→ **Instructions for the task**
Rewrite the lines of each record below as a numbered list, omitting any blank lines.

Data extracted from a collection
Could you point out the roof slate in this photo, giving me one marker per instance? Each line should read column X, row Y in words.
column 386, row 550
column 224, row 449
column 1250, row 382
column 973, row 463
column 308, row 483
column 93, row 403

→ **Exercise answer**
1. Could you point out the roof slate in this photo, giving me one marker per instance? Each line should read column X, row Y in words.
2. column 386, row 550
3. column 224, row 449
4. column 1250, row 382
5. column 973, row 463
6. column 308, row 483
7. column 93, row 403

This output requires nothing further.